Saved entries
----------

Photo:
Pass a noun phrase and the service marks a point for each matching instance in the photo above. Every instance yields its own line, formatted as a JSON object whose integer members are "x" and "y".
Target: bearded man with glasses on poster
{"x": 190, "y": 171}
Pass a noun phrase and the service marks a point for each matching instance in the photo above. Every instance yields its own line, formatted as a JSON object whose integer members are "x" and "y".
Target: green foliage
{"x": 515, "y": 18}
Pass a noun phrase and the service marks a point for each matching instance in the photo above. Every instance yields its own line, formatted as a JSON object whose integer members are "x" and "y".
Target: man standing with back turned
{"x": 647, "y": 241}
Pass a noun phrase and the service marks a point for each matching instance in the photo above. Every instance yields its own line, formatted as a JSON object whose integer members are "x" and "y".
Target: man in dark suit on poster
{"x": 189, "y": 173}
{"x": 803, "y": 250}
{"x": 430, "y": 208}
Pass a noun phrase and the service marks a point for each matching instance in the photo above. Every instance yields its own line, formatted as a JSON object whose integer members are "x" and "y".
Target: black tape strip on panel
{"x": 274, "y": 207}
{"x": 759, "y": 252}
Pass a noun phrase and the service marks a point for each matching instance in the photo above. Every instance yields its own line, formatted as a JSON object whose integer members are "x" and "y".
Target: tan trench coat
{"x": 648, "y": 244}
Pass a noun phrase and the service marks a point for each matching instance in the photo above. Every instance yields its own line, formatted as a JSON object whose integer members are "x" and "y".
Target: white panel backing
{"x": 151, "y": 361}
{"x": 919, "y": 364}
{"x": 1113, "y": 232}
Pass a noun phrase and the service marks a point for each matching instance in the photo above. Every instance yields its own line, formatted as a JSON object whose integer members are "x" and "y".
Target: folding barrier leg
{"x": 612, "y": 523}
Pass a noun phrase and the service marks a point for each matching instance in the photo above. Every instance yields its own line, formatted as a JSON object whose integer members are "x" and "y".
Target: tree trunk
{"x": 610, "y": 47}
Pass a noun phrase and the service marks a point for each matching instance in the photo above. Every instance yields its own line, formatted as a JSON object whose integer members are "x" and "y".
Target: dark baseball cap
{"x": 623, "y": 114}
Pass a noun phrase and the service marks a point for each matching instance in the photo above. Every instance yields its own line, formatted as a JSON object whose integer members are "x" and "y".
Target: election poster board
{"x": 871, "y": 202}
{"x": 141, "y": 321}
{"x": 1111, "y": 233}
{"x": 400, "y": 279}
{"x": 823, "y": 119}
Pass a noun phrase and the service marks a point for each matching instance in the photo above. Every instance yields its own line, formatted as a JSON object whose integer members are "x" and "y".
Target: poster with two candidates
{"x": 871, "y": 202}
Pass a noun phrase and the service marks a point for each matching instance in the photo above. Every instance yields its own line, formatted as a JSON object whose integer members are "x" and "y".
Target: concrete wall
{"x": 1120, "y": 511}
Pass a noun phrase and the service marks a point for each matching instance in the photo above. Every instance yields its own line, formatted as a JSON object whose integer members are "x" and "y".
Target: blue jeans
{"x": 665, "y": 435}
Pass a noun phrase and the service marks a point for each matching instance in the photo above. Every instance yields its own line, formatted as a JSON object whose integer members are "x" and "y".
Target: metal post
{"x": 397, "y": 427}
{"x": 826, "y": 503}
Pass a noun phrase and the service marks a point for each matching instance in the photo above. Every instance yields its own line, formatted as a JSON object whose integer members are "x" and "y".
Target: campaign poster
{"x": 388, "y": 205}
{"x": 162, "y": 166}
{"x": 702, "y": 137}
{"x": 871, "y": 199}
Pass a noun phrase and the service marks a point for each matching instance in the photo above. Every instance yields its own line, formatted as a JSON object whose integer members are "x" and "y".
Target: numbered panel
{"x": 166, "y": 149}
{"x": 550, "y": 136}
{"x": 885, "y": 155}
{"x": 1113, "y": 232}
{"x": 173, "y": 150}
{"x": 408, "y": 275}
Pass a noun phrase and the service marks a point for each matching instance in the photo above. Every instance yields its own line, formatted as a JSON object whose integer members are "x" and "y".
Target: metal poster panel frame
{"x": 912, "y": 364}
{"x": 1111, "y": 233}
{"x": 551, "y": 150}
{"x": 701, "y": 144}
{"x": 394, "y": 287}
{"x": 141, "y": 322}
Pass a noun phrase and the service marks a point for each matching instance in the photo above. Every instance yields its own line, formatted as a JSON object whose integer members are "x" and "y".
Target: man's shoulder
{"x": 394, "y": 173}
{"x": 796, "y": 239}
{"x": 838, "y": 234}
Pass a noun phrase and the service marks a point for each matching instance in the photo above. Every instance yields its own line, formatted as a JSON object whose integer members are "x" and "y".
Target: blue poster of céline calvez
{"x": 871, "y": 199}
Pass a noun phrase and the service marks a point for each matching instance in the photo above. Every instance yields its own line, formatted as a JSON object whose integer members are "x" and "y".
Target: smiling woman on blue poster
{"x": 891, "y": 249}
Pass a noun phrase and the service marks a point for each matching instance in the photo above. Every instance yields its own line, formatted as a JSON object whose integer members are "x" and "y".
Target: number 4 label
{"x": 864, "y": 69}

----------

Every entry is to be copied exactly, with none omitted.

_TASK SOLUTION_:
Photo:
Pass a noun phrase and the service marks a point for each matching instance in the photo above. Every instance yields its own line, formatted as a JSON object whose integer members are "x" and "y".
Target: bearded man with glasses on poster
{"x": 190, "y": 171}
Pass a noun phrase and the service marks a point for each matching instance in the photo above. Every instance yields its own line, formatted as a JSON object whose integer members are "x" and "y".
Target: green foliage
{"x": 515, "y": 18}
Pass a noun phrase and the service marks a point for each matching instance in the photo above. Every instance yields its own line, formatted as a JSON object whose integer members are "x" and "y".
Target: man standing with back turned
{"x": 647, "y": 241}
Pass a noun phrase and the service marks a point for each matching instance in the photo above. Every instance yields its own line, formatted as a JSON object whose integer members are "x" and "y".
Target: man in dark suit on poster
{"x": 189, "y": 173}
{"x": 803, "y": 250}
{"x": 430, "y": 208}
Pass a noun phrase and the service marks a point for each matching instance in the photo above. Every instance yields its own line, formatted as a JSON object whose integer members are "x" and "y".
Target: black tape strip on panel
{"x": 274, "y": 207}
{"x": 759, "y": 252}
Pass a noun phrase and the service marks a point for each matching instance in the photo above. Every instance yields its own line, formatted as a JSON object whose integer members are "x" and "y".
Target: tan trench coat
{"x": 648, "y": 244}
Pass a noun phrase and the service marks a point for each matching instance in the photo above. Every instance yields its own line, formatted as a JSON object whose integer members are "x" and "y".
Target: white panel backing
{"x": 151, "y": 361}
{"x": 919, "y": 364}
{"x": 1113, "y": 232}
Pass a noun phrase and the service marks a point for each matching instance in the photo above. Every instance yields its own line, formatted as a JSON object whose integer members are "x" and "y".
Target: folding barrier leg
{"x": 612, "y": 523}
Pass a noun phrase and the service marks a point for each matching instance in the photo above. Every instance yields its own line, formatted as a JSON object whose integer members are "x" and "y".
Target: tree trunk
{"x": 610, "y": 47}
Pass a noun phrase and the service marks a point for each matching instance in the photo above. Every instance yields its own line, formatted as a JSON object whose integer members are "x" and "y".
Target: dark baseball cap
{"x": 623, "y": 114}
Pass a noun phrase and the service marks a point for each matching instance in the photo above. Every instance yields its own line, formatted as a JSON object whose integer members are "x" and "y".
Target: election poster board
{"x": 871, "y": 202}
{"x": 141, "y": 321}
{"x": 1111, "y": 233}
{"x": 400, "y": 279}
{"x": 823, "y": 119}
Pass a noun phrase and the service marks a point for each matching instance in the photo above. Every instance yields its own line, formatted as a JSON object whose integer members are "x" and "y".
Target: poster with two candidates
{"x": 871, "y": 202}
Pass a noun phrase and the service marks a point for each matching instance in the photo above. Every instance yields its own line, formatted as a JSON object whose integer members are "x" and "y".
Target: concrete wall
{"x": 1120, "y": 511}
Pass a noun phrase and the service marks a point for each matching instance in the photo above. Every instance yields its own line, formatted as a JSON object whose integer members are "x" and "y".
Target: blue jeans
{"x": 665, "y": 435}
Pass a noun phrase and the service marks a point for each matching instance in the photo above. Every instance yields its own line, formatted as a JSON object whose integer members are "x" and "y".
Target: metal post
{"x": 397, "y": 427}
{"x": 826, "y": 503}
Pass a noun phrase and the service marks a point for each matching instance in the photo above. Every instance yields its own line, formatted as a JSON object whose integer members are "x" and "y".
Target: campaign poster
{"x": 388, "y": 205}
{"x": 162, "y": 166}
{"x": 702, "y": 137}
{"x": 871, "y": 199}
Pass a noun phrase and the service marks a point for each matching instance in the photo above. Every instance yields its own line, formatted as a JSON object whose integer members are "x" and "y".
Target: numbered panel
{"x": 166, "y": 149}
{"x": 550, "y": 136}
{"x": 885, "y": 155}
{"x": 1113, "y": 232}
{"x": 173, "y": 150}
{"x": 408, "y": 275}
Pass a noun phrase and the service marks a point for each matching instance in the photo above. Every instance yields its own line, formatted as a JSON object whose integer members are "x" and "y".
Target: metal poster panel frame
{"x": 912, "y": 364}
{"x": 1111, "y": 233}
{"x": 551, "y": 150}
{"x": 701, "y": 144}
{"x": 394, "y": 287}
{"x": 141, "y": 322}
Pass a noun phrase and the service marks a point for each matching instance in the photo above. Every instance yields its own line, formatted as a JSON object whose integer members are "x" and "y".
Target: man's shoulder
{"x": 394, "y": 173}
{"x": 796, "y": 239}
{"x": 838, "y": 234}
Pass a noun phrase and the service marks a point for each matching instance in the photo above. Every instance yields its own line, formatted as a JSON object whose integer members are "x" and "y".
Target: blue poster of céline calvez
{"x": 871, "y": 199}
Pass a noun phrase and the service marks a point for each matching instance in the photo above. Every instance yields its own line, formatted as a JSON object whose integer members are "x" and "y".
Target: smiling woman on blue poster
{"x": 891, "y": 249}
Pass a noun phrase and the service marks a point for each matching instance in the photo above. Every instance yields its own line, formatted as a JSON object whose integer members are "x" and "y".
Target: number 4 label
{"x": 864, "y": 69}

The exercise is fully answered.